Your goal:
Transcribe all of the data exactly. Omit the pictures.

Dataset Block Start

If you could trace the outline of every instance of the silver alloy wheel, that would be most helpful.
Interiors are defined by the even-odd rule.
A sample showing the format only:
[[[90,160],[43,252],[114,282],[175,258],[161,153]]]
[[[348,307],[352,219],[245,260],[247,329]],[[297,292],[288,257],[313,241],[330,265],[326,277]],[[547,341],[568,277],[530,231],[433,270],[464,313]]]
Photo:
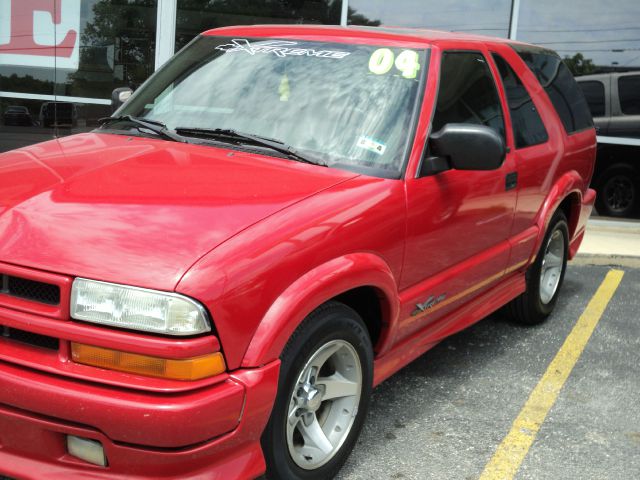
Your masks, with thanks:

Dataset Block End

Result of the task:
If you could trace the outline of every instance of the silver alloy wheel, that would be most helpful.
Interiors are defined by the even-odd rule.
A sample showing the format only:
[[[90,160],[43,252],[114,282],[175,258],[161,153]]]
[[[348,307],[352,219],[245,260],[247,329]],[[297,292],[288,257],[313,241],[330,265],[326,277]],[[547,341],[568,277],[530,231],[433,270],[464,313]]]
Photo:
Your masks, with thanks:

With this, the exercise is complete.